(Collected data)
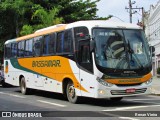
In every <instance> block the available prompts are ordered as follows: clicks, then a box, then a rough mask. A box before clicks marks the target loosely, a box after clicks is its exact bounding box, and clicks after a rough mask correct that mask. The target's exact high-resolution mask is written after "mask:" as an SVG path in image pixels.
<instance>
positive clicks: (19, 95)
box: [0, 92, 26, 98]
mask: <svg viewBox="0 0 160 120" xmlns="http://www.w3.org/2000/svg"><path fill="white" fill-rule="evenodd" d="M0 94H3V95H9V96H13V97H18V98H26V97H23V96H20V95H15V94H10V93H4V92H0Z"/></svg>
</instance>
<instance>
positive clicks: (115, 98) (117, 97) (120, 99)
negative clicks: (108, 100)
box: [110, 97, 123, 102]
mask: <svg viewBox="0 0 160 120" xmlns="http://www.w3.org/2000/svg"><path fill="white" fill-rule="evenodd" d="M122 99H123V97H115V98H110V100H111V101H112V102H119V101H121V100H122Z"/></svg>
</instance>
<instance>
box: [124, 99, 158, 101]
mask: <svg viewBox="0 0 160 120" xmlns="http://www.w3.org/2000/svg"><path fill="white" fill-rule="evenodd" d="M127 100H128V101H134V100H136V101H138V100H139V101H141V100H144V101H147V100H153V99H127ZM127 100H126V101H127ZM157 100H159V99H157Z"/></svg>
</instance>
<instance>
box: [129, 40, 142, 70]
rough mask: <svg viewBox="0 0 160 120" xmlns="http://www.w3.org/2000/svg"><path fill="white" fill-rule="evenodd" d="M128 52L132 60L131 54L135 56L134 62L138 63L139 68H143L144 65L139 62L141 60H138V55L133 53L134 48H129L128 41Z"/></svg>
mask: <svg viewBox="0 0 160 120" xmlns="http://www.w3.org/2000/svg"><path fill="white" fill-rule="evenodd" d="M128 52H129V53H130V55H131V60H132V61H133V59H132V55H133V56H134V57H135V59H136V62H137V63H138V64H139V67H140V68H141V69H143V68H144V67H143V65H142V64H141V62H140V60H139V59H138V57H137V56H136V55H135V53H134V50H133V49H132V48H131V45H130V43H129V42H128Z"/></svg>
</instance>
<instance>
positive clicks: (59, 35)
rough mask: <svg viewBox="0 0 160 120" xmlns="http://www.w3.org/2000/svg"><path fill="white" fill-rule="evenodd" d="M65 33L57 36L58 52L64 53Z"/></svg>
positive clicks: (56, 50) (57, 51) (56, 43)
mask: <svg viewBox="0 0 160 120" xmlns="http://www.w3.org/2000/svg"><path fill="white" fill-rule="evenodd" d="M63 41H64V32H60V33H58V34H57V41H56V52H57V53H62V52H63V48H64V43H63Z"/></svg>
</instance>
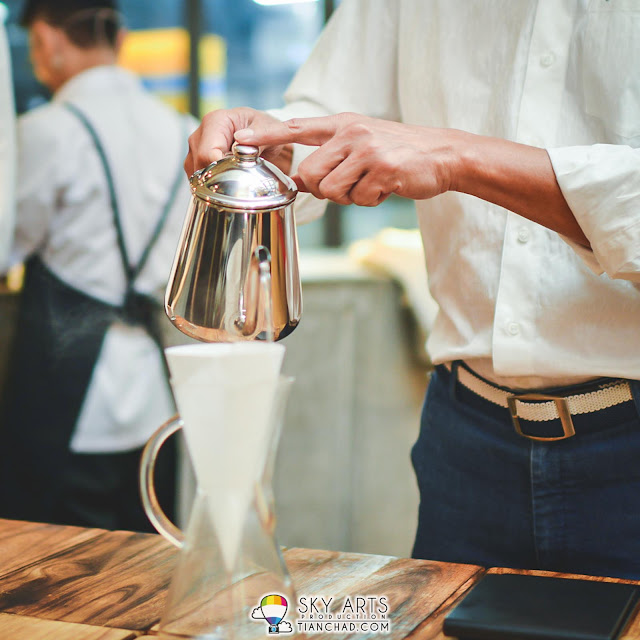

Problem statement. Keep every word of the data as it is when you write it out, but drop the pictures.

Solution.
In every <instance> block the available prompts are ordered as follows: clicks, then a box, then a rough mask. A box before clicks marks the target loosely, a box after clicks is its exact bounding box, and clicks after a rough mask correct that mask. The target's exact high-resolution mask is written after "mask:" as an SVG path in image pixels.
<instance>
positive clicks: (19, 95)
box: [0, 92, 26, 98]
mask: <svg viewBox="0 0 160 120" xmlns="http://www.w3.org/2000/svg"><path fill="white" fill-rule="evenodd" d="M0 94H3V95H9V96H13V97H18V98H26V97H23V96H20V95H15V94H10V93H4V92H0Z"/></svg>
</instance>
<instance>
positive clicks: (115, 98) (117, 97) (120, 99)
negative clicks: (108, 100)
box: [110, 97, 123, 102]
mask: <svg viewBox="0 0 160 120" xmlns="http://www.w3.org/2000/svg"><path fill="white" fill-rule="evenodd" d="M122 99H123V97H115V98H110V100H111V101H112V102H119V101H121V100H122Z"/></svg>
</instance>
<instance>
box: [124, 99, 158, 101]
mask: <svg viewBox="0 0 160 120" xmlns="http://www.w3.org/2000/svg"><path fill="white" fill-rule="evenodd" d="M127 100H128V101H134V100H136V101H138V100H139V101H141V100H144V101H147V100H153V99H127ZM127 100H126V101H127ZM157 100H159V99H157Z"/></svg>
</instance>
<instance>
box: [129, 40, 142, 70]
rough mask: <svg viewBox="0 0 160 120" xmlns="http://www.w3.org/2000/svg"><path fill="white" fill-rule="evenodd" d="M128 52L132 60L131 54L135 56L134 62L138 63L139 68H143L144 65L139 62L141 60H138V55L133 53L134 48H129L128 41Z"/></svg>
mask: <svg viewBox="0 0 160 120" xmlns="http://www.w3.org/2000/svg"><path fill="white" fill-rule="evenodd" d="M128 52H129V53H130V55H131V60H132V61H133V59H132V55H133V56H134V57H135V59H136V62H137V63H138V64H139V67H140V68H141V69H143V68H144V67H143V65H142V64H141V62H140V60H139V59H138V57H137V56H136V55H135V53H134V50H133V49H132V48H131V45H130V43H129V42H128Z"/></svg>
</instance>
<instance>
positive clicks: (59, 35)
rough mask: <svg viewBox="0 0 160 120" xmlns="http://www.w3.org/2000/svg"><path fill="white" fill-rule="evenodd" d="M65 33L57 36L58 52L64 53Z"/></svg>
positive clicks: (56, 50) (57, 51) (56, 43)
mask: <svg viewBox="0 0 160 120" xmlns="http://www.w3.org/2000/svg"><path fill="white" fill-rule="evenodd" d="M63 41H64V32H60V33H58V34H57V41H56V52H57V53H62V52H63V48H64V43H63Z"/></svg>
</instance>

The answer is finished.